Collected data:
═══

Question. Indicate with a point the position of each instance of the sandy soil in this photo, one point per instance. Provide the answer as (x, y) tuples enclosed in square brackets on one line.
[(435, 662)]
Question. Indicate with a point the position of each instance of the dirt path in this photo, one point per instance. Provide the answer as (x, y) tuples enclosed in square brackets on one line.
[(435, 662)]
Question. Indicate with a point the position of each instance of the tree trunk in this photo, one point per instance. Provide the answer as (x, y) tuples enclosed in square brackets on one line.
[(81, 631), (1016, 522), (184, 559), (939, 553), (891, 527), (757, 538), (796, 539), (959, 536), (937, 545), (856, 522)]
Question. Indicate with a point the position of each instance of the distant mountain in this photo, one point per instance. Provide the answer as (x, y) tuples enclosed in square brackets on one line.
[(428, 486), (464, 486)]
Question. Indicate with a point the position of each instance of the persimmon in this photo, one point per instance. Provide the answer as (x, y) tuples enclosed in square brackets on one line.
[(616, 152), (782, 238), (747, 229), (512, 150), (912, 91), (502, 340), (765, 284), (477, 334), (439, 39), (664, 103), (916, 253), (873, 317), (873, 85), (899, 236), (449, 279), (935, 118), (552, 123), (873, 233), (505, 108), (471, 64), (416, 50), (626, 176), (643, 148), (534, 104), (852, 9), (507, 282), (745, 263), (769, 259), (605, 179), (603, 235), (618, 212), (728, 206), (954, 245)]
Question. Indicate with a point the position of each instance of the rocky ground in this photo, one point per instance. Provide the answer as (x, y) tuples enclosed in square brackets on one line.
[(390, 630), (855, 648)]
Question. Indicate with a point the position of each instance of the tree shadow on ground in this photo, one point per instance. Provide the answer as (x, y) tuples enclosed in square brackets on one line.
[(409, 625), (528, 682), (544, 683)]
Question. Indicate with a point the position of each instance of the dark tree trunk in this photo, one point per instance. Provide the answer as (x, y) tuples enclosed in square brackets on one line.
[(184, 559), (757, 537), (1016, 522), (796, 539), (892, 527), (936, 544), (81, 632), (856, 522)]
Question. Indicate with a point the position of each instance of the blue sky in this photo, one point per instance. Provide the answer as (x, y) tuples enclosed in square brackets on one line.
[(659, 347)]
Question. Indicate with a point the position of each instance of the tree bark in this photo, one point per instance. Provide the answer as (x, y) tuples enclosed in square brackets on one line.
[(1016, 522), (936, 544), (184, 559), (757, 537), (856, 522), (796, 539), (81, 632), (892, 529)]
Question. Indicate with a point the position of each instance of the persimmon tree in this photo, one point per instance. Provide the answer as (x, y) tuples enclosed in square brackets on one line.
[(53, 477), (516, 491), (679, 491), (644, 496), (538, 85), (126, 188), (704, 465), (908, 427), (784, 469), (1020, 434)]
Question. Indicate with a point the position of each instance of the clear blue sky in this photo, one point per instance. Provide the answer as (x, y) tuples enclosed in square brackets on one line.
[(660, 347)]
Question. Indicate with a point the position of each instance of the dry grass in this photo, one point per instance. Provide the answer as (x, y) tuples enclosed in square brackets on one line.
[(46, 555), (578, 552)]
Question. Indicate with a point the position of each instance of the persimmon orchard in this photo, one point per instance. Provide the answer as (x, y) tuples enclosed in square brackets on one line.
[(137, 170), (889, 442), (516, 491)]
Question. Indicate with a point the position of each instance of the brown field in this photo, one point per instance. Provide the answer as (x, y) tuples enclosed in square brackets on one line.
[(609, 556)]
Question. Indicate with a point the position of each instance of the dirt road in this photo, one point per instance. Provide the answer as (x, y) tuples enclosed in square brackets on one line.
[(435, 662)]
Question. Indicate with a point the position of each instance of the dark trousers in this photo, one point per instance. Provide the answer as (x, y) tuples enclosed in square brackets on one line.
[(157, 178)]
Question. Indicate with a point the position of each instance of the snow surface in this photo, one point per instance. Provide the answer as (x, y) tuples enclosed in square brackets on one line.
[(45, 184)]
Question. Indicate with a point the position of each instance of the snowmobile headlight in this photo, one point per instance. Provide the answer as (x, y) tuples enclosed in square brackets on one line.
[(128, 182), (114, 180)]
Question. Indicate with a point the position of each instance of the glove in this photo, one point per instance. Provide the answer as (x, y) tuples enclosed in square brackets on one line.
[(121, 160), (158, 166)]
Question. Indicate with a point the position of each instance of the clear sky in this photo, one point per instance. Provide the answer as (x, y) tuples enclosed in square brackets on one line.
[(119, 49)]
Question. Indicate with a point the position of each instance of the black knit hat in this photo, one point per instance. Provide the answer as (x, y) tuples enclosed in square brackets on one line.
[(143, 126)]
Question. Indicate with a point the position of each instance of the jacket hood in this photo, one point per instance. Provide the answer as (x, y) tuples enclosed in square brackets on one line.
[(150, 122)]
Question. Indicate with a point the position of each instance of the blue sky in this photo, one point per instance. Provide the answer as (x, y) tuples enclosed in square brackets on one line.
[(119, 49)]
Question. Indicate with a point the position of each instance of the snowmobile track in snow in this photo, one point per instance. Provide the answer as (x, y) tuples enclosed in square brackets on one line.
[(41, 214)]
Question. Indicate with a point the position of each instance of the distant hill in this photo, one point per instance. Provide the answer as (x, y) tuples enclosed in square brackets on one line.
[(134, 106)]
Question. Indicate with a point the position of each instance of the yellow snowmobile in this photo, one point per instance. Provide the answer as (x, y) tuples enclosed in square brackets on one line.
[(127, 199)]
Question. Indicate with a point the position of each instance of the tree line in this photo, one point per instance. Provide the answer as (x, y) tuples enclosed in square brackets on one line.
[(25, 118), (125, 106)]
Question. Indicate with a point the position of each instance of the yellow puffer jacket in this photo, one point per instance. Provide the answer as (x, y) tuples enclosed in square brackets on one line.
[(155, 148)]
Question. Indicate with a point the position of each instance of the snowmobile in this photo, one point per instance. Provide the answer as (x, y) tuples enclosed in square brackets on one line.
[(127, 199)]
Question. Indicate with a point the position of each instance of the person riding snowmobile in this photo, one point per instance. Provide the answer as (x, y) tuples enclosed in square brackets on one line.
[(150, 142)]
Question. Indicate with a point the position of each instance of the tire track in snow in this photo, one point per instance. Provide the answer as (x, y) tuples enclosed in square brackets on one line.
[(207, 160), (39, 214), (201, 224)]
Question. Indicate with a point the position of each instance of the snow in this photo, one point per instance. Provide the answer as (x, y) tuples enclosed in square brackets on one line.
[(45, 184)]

═══

§ **WHAT IS EXPECTED**
The whole of the data is to be copied out word for word.

§ **ANSWER SECTION**
Question. Indicate with a point the position of each instance of the sandy soil in this photo, one point per instance. Provide the answer as (x, y) tuples enclosed in square brackets on one line.
[(435, 662)]
Question. Indicate with a point the position of each instance of the dirt path in this photo, one point per instance. Provide the answer as (x, y) tuples enclosed in square brackets on one line.
[(435, 662)]
Question. Indicate with a point the position of each instance of the tree trunk in this photo, one point per instance. Provide the answer as (x, y) tuples enclosed in square brackets on one line.
[(81, 631), (1016, 522), (184, 559), (939, 553), (891, 527), (757, 538), (796, 539), (959, 536), (937, 545), (856, 522)]
Question. Indicate with a point the position of each instance of the distant mountain in this photo, one point per instance. Provide the answer as (x, y) tuples enclosed in square brackets on one line.
[(428, 486), (464, 486)]
Question. Indicate with a point the position of each instance of the persimmon in this photo, one point per instance. Provide the answer as (x, y) tuples enclosed in square brackets on one line.
[(616, 152), (782, 238), (747, 229), (512, 150), (912, 91), (502, 340), (765, 284), (477, 334), (439, 39), (664, 103), (916, 253), (873, 317), (873, 85), (899, 236), (449, 279), (935, 118), (552, 123), (873, 233), (505, 108), (471, 64), (416, 50), (626, 176), (643, 148), (534, 104), (852, 9), (507, 282), (745, 263), (769, 259), (605, 179), (603, 235), (618, 212), (728, 206), (954, 245)]
Question. Indicate with a point the position of each instance of the rocky ground in this photo, one point per instance. Provide the answer as (x, y) tuples enclosed in square brackets on one line.
[(390, 630), (855, 648)]
Question. Indicate with a point the position of each instance of the tree shadow on ground in this photo, one point per instance. Provide the answer as (x, y) tuples enclosed in square brackets on one line.
[(409, 625), (528, 682), (544, 683)]
Question. Indicate with a point the position of each instance of the dark tree trunk in this photo, one point per instance. Provide the answer as (x, y) tuples enclosed in square brackets on one line.
[(184, 559), (757, 537), (1016, 522), (796, 539), (892, 527), (936, 544), (81, 632), (856, 522)]
Question. Indicate with a point the position of each instance of the blue sky in this photo, one point per instance. Provide the answer as (x, y) tuples enclosed in square brackets on one line.
[(659, 347)]
Question. Indicate with a point the position of each instance of the tree bark in this photo, one point per instance. Provide the answer as (x, y) tuples enclosed in square brackets on one line.
[(1016, 522), (936, 544), (184, 559), (757, 537), (856, 522), (796, 539), (81, 632), (892, 529)]
Question. Indicate with a point the position of each instance of the persimmon tree in this photo, one point per instance. Provide the answer as (x, y) tuples enclosed in square brackets on one line.
[(53, 477), (516, 491), (679, 491), (644, 496), (538, 85), (126, 188), (704, 465), (908, 427), (784, 469), (1020, 434)]
Question. Indicate with a point the position of each instance of the clear blue sky in this photo, one point per instance. Provide the answer as (x, y) tuples enclosed in square brackets on one line.
[(660, 347)]
Question. Indicate with a point the position of each instance of the dry grass in this photo, one point per instance. Provide the answer as (x, y) tuples enclosed in square brackets on one line.
[(46, 555), (578, 552)]
Question. Indicate with a point the position of each instance of the persimmon orchard in this photo, one point per instance. Provide the answer as (x, y) tuples enclosed in square brackets on one line.
[(137, 170), (889, 442), (516, 491)]
Question. Indicate with a point the position of each instance of the brown field in this photo, one point per instance. Provide the answer as (x, y) tuples enclosed in square brackets on one line.
[(609, 556)]
Question. Indicate with a point the position of each instance of the dirt road in this photo, one point per instance. Provide the answer as (x, y) tuples enclosed in square brackets on one line.
[(435, 662)]
Question. Indicate with a point the position of each instance of the dark trousers in this photo, one point per instance. Provide the answer as (x, y) tuples enclosed in square brackets on one line.
[(157, 178)]
Question. Indicate with a point the position of each instance of the snow surface in this photo, one point per instance. Provide the answer as (x, y) tuples enclosed in square brackets on one line.
[(45, 184)]
Question. Indicate with a point the position of each instance of the snowmobile headlight in this photo, one point per instance. Provide the answer as (x, y) tuples enclosed in square brackets on one line.
[(128, 182), (114, 180)]
Question. Indicate with a point the position of each instance of the glove in this photo, one point per instance. Provide the answer as (x, y) tuples enclosed in square brackets on one line.
[(121, 160), (158, 166)]
Question. Indicate with a point the position of each instance of the clear sky in this photo, one point per instance. Provide the answer as (x, y) tuples enclosed in square brackets on one line.
[(119, 49)]
Question. Indicate with a point the position of each instance of the black knit hat in this photo, one point per instance. Provide the answer as (x, y) tuples enclosed in square brackets on one line.
[(143, 126)]
Question. Indicate with a point the position of each instance of the jacket hood in this photo, one point per instance. Provide the answer as (x, y) tuples enclosed in square brackets on one line.
[(150, 122)]
Question. Indicate with a point the position of each instance of the blue sky in this photo, one point per instance. Provide the answer as (x, y) tuples enclosed in square brackets on one line.
[(119, 49)]
Question. Indicate with a point the position of each instance of the snowmobile track in snow in this photo, one point per instance. Provide the answer as (x, y) tuples enclosed in square brackets on one line.
[(41, 214)]
Question. Indicate with a point the position of each instance of the distant hill in this photo, one point per instance. Provide the answer as (x, y) tuples enclosed in square brackets on one line.
[(134, 106)]
Question. Indicate with a point the position of each instance of the yellow snowmobile in this photo, one point per instance. Provide the answer as (x, y) tuples enclosed in square brackets on one line.
[(127, 199)]
Question. Indicate with a point the position of each instance of the tree line in this photo, one point per instance. Provide the answer as (x, y) tuples enclosed in square brackets on one line.
[(25, 118), (125, 106)]
Question. Indicate with a point the position of each instance of the yellow puffer jacket in this photo, one point per instance. Provide the answer as (x, y) tuples enclosed in square brackets on one line.
[(155, 148)]
Question. Indicate with a point the position of each instance of the snowmobile in this photo, one point per instance. Provide the answer as (x, y) tuples enclosed in square brackets on one line.
[(127, 199)]
Question. Indicate with a point the position of each instance of the person riding snowmobile in this photo, one point per instance. Provide the answer as (x, y) tuples enclosed in square brackets on one line.
[(150, 142)]
Question. Indicate with a point the position of each instance of the tire track in snow in this photo, one point per instance. Provide the answer as (x, y) tuples enclosed in square brackets on one line.
[(207, 160), (39, 214), (201, 224)]
Question. Indicate with a point the position of each instance of the snow in this photo, one point per instance. Provide the answer as (x, y) tuples enclosed in square brackets on one line.
[(45, 184)]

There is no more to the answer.